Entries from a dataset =
— begin —

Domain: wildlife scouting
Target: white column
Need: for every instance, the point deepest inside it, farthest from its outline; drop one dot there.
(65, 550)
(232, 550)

— end —
— begin —

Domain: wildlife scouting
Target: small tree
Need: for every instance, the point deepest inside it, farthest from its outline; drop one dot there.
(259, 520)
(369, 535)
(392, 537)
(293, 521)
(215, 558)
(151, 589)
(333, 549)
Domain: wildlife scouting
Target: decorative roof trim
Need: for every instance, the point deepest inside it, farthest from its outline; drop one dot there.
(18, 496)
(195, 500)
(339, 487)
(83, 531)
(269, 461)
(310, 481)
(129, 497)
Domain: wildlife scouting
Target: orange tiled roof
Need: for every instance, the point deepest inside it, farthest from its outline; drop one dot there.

— end —
— begin —

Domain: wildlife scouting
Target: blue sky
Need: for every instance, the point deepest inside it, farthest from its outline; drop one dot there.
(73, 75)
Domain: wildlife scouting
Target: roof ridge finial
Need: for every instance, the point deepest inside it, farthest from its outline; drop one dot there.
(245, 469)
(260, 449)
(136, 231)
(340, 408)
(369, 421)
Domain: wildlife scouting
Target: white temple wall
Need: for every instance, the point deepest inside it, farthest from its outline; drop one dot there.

— end —

Problem to solve = Please find each line in the items above that contains the word "white" and copy those lines out. Case counts.

Complete response =
Target: white column
Target: white temple wall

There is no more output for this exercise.